**Records supplied:**
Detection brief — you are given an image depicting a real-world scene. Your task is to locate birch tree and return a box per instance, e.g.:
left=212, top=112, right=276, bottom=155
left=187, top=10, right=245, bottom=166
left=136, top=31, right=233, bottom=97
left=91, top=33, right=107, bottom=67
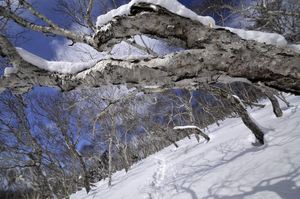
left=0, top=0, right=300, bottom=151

---

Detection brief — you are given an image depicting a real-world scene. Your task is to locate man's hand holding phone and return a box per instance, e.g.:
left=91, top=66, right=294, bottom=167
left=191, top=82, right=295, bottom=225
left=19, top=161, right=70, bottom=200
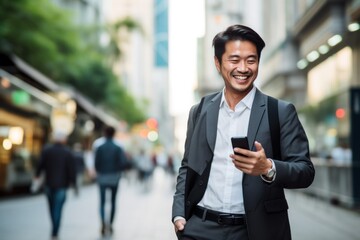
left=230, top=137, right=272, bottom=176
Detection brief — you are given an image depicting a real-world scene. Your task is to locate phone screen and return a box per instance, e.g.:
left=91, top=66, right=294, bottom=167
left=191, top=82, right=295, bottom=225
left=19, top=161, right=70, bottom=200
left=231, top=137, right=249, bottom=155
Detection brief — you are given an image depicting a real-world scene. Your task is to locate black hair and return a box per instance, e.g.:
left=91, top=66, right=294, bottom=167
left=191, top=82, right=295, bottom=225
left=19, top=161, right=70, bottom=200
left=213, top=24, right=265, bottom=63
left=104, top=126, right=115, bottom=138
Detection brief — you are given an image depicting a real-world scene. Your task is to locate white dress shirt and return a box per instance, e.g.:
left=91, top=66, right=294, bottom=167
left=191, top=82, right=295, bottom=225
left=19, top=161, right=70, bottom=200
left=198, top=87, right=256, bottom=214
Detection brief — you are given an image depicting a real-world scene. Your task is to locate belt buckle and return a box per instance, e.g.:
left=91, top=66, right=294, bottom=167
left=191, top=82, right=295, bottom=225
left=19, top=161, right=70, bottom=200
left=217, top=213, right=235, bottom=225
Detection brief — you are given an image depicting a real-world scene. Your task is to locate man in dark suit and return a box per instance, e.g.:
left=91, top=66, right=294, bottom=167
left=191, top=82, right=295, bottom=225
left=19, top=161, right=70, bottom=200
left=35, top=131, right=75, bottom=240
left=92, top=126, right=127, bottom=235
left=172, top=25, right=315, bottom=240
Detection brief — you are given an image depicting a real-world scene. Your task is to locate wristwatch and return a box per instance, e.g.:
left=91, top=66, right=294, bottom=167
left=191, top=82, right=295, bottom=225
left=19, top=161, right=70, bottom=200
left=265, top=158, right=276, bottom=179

**Exercise aim:**
Starting at the line that contains "to locate black" and ending at the line that contains "left=198, top=87, right=256, bottom=214", rewrite those lines and only those, requests included. Multiply every bounding-box coordinate in the answers by 1.85 and round to whole numbers, with halves rounded up; keep the numbers in the requests and their sample boxes as they are.

**Result of this task:**
Detection brief — you are given an image depicting a real-world scene. Your task is to locate black hair and return a box per instance, e.g.:
left=91, top=66, right=294, bottom=167
left=191, top=82, right=295, bottom=225
left=19, top=161, right=70, bottom=200
left=394, top=44, right=490, bottom=117
left=192, top=233, right=213, bottom=255
Detection brief — you are given an image depicting a real-world scene. Your task is to locate white dress shirt and return a box per instance, e.g.:
left=91, top=66, right=294, bottom=167
left=191, top=82, right=295, bottom=225
left=19, top=161, right=70, bottom=200
left=366, top=161, right=474, bottom=396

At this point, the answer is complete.